Set problem - Rewrite the items from the line containing "Teacher note: have the class pick out the long" through the end of the items, substituting "place a mark" for "drop a point" and leaving everything else unchanged.

* BEGIN Supplied information *

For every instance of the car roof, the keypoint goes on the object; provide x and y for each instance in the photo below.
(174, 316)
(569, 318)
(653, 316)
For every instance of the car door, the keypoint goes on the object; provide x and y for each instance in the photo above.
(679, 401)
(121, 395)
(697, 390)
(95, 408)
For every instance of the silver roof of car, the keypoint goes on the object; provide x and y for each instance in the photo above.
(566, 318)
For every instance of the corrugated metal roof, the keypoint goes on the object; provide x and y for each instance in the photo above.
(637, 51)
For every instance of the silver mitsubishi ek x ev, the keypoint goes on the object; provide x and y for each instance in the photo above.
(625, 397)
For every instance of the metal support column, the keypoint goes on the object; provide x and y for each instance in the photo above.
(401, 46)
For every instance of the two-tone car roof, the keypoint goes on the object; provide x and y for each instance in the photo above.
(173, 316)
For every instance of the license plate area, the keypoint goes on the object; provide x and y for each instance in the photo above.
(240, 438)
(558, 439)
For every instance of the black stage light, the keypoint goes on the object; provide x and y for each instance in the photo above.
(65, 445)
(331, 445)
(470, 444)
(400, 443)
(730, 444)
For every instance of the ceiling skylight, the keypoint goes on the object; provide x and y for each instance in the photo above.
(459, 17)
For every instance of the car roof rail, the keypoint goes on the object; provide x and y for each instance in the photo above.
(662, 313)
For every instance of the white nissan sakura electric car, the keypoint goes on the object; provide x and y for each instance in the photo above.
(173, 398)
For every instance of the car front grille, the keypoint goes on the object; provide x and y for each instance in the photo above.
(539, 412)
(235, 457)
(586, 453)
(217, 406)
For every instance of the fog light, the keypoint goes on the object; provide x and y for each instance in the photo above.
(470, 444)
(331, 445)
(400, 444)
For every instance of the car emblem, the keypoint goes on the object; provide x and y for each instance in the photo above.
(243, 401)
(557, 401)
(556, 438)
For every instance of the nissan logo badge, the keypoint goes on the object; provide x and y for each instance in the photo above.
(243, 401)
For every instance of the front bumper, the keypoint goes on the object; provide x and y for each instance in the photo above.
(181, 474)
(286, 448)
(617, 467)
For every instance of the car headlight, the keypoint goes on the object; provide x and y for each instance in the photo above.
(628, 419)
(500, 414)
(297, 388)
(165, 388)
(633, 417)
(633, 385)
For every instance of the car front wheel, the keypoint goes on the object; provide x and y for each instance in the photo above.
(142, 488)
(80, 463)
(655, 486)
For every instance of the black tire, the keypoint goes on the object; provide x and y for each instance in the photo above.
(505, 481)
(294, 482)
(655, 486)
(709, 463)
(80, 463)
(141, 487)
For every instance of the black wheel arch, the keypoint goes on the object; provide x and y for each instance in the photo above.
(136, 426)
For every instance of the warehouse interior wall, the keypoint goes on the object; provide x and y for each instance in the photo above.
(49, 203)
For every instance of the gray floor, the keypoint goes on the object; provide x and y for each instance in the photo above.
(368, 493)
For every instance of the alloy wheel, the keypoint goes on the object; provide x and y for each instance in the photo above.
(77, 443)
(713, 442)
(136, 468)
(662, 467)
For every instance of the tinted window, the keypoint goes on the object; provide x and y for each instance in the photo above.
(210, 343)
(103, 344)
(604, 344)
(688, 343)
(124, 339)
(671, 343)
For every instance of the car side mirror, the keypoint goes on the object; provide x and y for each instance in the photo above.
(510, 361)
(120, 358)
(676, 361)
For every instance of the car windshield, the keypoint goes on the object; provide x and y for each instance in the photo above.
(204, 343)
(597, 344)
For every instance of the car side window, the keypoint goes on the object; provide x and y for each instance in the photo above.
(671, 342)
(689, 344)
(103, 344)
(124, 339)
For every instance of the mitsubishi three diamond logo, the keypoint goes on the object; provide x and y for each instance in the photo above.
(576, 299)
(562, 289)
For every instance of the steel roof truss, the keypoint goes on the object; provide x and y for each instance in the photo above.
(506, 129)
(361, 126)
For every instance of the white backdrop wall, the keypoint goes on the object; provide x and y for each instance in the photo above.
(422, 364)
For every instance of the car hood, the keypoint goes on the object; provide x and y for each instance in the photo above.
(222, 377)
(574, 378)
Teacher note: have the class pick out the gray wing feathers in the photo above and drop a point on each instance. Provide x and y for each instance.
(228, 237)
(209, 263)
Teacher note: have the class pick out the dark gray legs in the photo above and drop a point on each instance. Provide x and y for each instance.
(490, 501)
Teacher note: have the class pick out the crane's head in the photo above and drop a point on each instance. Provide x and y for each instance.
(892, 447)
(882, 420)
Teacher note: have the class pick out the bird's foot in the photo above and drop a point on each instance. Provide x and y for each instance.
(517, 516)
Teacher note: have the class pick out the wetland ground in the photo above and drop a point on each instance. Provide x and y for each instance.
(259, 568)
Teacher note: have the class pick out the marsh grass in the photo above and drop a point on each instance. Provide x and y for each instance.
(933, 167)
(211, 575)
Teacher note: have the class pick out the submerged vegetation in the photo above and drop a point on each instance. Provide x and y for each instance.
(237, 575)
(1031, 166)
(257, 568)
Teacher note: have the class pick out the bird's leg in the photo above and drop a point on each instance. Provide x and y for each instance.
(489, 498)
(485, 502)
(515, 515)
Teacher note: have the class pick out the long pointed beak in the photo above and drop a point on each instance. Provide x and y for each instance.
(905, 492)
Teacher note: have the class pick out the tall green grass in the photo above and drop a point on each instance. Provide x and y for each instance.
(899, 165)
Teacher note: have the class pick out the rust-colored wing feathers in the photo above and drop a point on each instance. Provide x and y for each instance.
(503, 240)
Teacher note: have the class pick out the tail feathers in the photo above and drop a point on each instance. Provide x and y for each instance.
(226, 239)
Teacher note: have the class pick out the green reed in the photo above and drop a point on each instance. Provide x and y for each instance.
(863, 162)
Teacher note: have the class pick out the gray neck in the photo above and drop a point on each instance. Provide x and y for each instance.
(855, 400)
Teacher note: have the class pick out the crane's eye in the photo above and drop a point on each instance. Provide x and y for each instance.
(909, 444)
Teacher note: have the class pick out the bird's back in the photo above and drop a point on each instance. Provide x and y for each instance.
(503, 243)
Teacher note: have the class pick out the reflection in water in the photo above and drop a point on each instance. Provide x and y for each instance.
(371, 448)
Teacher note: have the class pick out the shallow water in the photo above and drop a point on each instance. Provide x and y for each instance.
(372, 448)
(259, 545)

* END Supplied information *

Result for this task -
Teacher note: have the class pick out the long pointed beak in the photo above and place a mark on each instance. Provide x and y for each instance.
(905, 492)
Teacher note: have the class pick out the tall green grass in the photo above and place a mark on each instance. Provide x and y for each instance.
(899, 165)
Teacher note: have the class pick out the rust-colored wing feathers in the photo above and place a mark on each instance. Provide x and y for each instance.
(503, 240)
Teacher note: have the class pick out the tail feathers in the photo above and place a mark on each instance. Provide x and y for each instance.
(226, 239)
Teacher note: have the class pick out the green reed in the photo above and place a mark on each instance. Provide x and y for each instance.
(863, 162)
Teacher note: have the class pick out the gray neck in the photo above and place a mark on each instance. Provide x and y for each instance.
(855, 400)
Teacher note: have the class pick out the crane's eye in the photo above and place a mark on each instance. Provide x and y for each instance.
(909, 444)
Teacher note: have the class pick out the bird's back in the photo above and place a mark on each instance. Provide x and y for each instance.
(503, 243)
Teacher note: have the class pick out the reflection in water in the photo above and place a mark on each instance. Provide x and y for each instance.
(371, 448)
Teacher note: have the class pick out the shallow water in the photo above and place a mark on each instance. Provide x and y for each instance.
(372, 448)
(259, 545)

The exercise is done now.